EXTRACT Block Start

…is up there with elitism, exclusion, and nepotism. My relationship with pedigree is complicated because, honestly, I often wish I were privy to its benefits! I’ve learned that many of the best musicians in our field follow nearly identical paths to success: musician parents, an early start, consistent participation in high-level grade school programs, private lessons, and a steady stream of accolades from solo and group contests. They attend the right institutions, receive mentorship from the greats, and move through the system with seamless success. Their professional credibility is built on a foundation of institutional approval and the recommendations of reputable peers.

My experience was not quite so linear. I started flute in Kindergarten in community Suzuki classes. I joined the band in elementary school as soon as I was able to, but there was no school-mandated Solo & Ensemble contest and little emphasis on All-State Band in Connecticut. In fact, my public school music experience was significantly more socially gratifying than it was musically fulfilling. Much like a pianist or guitarist might feel in a typical public school setting, I felt a lack of institutional support for my abilities (read: I was bored). To find fulfillment, I had to look elsewhere: private lessons, community bands, youth orchestras, summer festivals, and cross-curricular experiments like choir and guitar. Because my family moved and traveled internationally throughout my childhood, my music education wasn’t just non-traditional—it was global (and, at times, inconsistent).

EXTRACT Block End
SUPPLIED ENTRIES Block Start

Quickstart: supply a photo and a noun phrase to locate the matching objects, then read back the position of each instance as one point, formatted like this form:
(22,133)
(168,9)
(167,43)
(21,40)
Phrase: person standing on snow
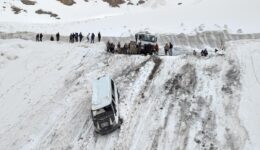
(76,37)
(156,49)
(58,37)
(37,38)
(170,48)
(80,36)
(92,38)
(88,36)
(41,36)
(52,38)
(166,48)
(99,37)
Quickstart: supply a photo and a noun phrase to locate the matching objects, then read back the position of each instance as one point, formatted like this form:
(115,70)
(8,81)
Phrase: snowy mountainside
(156,16)
(178,102)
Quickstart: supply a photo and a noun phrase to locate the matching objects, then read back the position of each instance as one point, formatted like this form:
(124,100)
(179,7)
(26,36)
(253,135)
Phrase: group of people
(203,52)
(39,37)
(168,49)
(74,37)
(57,37)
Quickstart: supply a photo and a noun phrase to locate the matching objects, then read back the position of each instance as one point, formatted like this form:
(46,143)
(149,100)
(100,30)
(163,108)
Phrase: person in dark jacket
(170,48)
(41,36)
(99,37)
(76,37)
(52,38)
(88,36)
(58,36)
(37,38)
(166,48)
(156,49)
(80,36)
(92,38)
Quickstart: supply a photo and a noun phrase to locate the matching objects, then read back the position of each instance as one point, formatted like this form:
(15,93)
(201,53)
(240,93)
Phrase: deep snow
(178,102)
(157,16)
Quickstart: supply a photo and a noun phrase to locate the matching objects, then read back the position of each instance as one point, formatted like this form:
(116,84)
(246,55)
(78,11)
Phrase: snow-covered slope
(159,16)
(179,102)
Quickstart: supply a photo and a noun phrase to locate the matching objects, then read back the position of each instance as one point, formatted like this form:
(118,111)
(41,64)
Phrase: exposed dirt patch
(157,61)
(17,10)
(114,3)
(40,12)
(183,82)
(67,2)
(232,80)
(28,2)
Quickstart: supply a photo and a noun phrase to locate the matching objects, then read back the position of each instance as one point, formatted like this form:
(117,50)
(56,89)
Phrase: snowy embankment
(156,16)
(178,102)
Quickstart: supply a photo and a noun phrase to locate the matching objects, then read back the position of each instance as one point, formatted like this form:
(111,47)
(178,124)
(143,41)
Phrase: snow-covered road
(179,102)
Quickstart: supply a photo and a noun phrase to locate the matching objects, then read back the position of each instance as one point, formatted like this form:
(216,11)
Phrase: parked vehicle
(146,42)
(105,106)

SUPPLIED ENTRIES Block End

WORK INSTRUCTIONS> Output the stretch of the essay on musical pedigree from "My experience was" through "at times, inconsistent).", copying it word for word. These rows were drawn from a separate source.

WRITTEN SOLUTION>
My experience was not quite so linear. I started flute in Kindergarten in community Suzuki classes. I joined the band in elementary school as soon as I was able to, but there was no school-mandated Solo & Ensemble contest and little emphasis on All-State Band in Connecticut. In fact, my public school music experience was significantly more socially gratifying than it was musically fulfilling. Much like a pianist or guitarist might feel in a typical public school setting, I felt a lack of institutional support for my abilities (read: I was bored). To find fulfillment, I had to look elsewhere: private lessons, community bands, youth orchestras, summer festivals, and cross-curricular experiments like choir and guitar. Because my family moved and traveled internationally throughout my childhood, my music education wasn’t just non-traditional—it was global (and, at times, inconsistent).